[Supplied records Boundary: Start]
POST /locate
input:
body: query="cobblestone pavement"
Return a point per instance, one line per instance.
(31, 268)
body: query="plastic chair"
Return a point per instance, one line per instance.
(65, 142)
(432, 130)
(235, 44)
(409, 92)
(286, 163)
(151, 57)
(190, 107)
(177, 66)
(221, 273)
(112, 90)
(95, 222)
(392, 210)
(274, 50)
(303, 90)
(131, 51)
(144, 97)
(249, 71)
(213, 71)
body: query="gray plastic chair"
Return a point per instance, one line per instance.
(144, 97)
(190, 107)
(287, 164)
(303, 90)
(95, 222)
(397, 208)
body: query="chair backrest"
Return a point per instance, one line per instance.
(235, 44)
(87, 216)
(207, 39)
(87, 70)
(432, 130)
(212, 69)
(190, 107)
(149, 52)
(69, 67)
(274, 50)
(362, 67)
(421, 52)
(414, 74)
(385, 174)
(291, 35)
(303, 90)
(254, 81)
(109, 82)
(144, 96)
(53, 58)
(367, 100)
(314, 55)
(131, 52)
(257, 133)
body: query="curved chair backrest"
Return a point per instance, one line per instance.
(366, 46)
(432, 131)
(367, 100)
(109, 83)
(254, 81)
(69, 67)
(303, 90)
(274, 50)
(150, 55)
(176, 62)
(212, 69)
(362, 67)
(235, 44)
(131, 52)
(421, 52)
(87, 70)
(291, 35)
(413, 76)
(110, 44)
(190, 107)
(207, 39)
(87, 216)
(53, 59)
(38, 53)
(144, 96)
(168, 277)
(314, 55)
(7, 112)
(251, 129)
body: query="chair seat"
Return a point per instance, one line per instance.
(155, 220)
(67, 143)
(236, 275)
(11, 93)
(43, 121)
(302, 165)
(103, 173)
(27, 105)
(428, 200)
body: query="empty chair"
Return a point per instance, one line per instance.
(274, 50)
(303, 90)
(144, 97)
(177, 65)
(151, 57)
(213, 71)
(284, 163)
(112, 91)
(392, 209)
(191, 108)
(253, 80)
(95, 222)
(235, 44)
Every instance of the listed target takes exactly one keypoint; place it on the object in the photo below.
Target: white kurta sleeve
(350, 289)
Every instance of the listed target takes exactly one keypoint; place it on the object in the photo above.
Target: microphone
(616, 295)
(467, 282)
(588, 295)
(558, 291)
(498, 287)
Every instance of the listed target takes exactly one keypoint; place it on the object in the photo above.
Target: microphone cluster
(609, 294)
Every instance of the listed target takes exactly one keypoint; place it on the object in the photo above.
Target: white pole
[Supplied records Boundary: End]
## Required action
Return each line from the records that includes the word "plastic".

## Solution to this task
body: query="plastic chair"
body: query="gray plastic chair"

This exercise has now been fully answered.